→ Aim of the exercise:
Quote all entries in full, exactly.

Recorded data
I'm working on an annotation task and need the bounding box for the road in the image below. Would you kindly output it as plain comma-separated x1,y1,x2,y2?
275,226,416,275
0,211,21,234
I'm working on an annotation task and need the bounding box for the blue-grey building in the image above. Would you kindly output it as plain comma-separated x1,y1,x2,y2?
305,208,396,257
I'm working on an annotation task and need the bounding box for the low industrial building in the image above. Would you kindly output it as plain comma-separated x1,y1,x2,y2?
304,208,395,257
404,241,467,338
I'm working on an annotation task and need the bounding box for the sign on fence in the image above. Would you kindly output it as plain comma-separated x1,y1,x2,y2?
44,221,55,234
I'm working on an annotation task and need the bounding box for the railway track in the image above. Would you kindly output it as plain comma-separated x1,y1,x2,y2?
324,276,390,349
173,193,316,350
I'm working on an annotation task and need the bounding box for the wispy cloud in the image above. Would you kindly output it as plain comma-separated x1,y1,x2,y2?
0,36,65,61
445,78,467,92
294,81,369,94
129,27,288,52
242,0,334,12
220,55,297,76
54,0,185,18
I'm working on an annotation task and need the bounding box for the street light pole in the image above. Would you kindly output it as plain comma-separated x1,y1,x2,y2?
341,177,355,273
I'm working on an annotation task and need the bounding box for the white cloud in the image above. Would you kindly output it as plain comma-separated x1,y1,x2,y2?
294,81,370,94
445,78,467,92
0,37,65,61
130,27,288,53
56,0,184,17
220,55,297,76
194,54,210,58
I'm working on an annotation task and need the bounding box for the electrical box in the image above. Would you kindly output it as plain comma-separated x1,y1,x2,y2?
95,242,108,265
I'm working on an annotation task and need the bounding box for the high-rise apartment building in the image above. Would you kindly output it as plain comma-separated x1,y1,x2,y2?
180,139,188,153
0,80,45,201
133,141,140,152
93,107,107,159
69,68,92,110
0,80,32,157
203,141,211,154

→ Exercise result:
I'm working on an annotation task and need the bounding box for the road in the image below. Would you kindly output it as plain comma-separated x1,y1,x2,y2?
275,226,416,275
0,211,21,234
I'm working on an annotation task and need the bounding box for the blue-grey building in the image above. Would you kindly output it as plain comma-separated x1,y1,x2,y2?
305,208,396,257
I'm working on an annotation task and need the bounding box for the low industrial building in the image above. Would you kindly output it as plain comma-separated x1,y1,x2,y2?
304,208,395,257
404,241,467,338
I'm working on an annotation task and need the bounding box for the sign on fence in the image above. Would you kindly output it as plain comma-separated x1,y1,x2,y2?
44,221,55,234
I'm working on an annotation task and need the bounding box for the railway track in the image above. Would you kindly output it as plain comma-separated x1,y1,x2,y2?
324,276,390,349
173,193,316,350
I'm working on an annotation task and need the bounding box for the wispy cloud in the image above. Would you kindly output it as plain comma-separated x1,y1,x2,y2?
0,36,65,61
445,78,467,92
294,81,369,94
129,27,288,52
242,0,334,12
220,55,297,76
54,0,185,18
I'm working on an annotation task and need the bounding box for the street light pole in the image above. Would you kindly output it as plain comma-separated x1,y1,x2,y2?
341,177,355,273
I'm working on an annotation task and need the bounding box for the white cloud in the image above. Would you kindly output it as plain comma-separated x1,y1,x2,y2?
294,81,370,94
445,78,467,92
0,37,65,61
130,27,288,53
56,0,184,17
220,55,297,76
194,54,210,58
I'm working on an annotation task and need the bounding box for the electrical box in the image above. Would you kindly output it as plain comma-separated x1,y1,x2,y2?
95,242,108,265
I'm working on an annotation task and need the bounding box for the high-rise apartment building in the image above. Would you kindly output it as plain comma-separated x1,y1,x2,y2?
180,139,188,153
0,80,45,201
133,141,140,152
93,107,107,159
69,68,92,110
0,80,32,157
203,141,211,154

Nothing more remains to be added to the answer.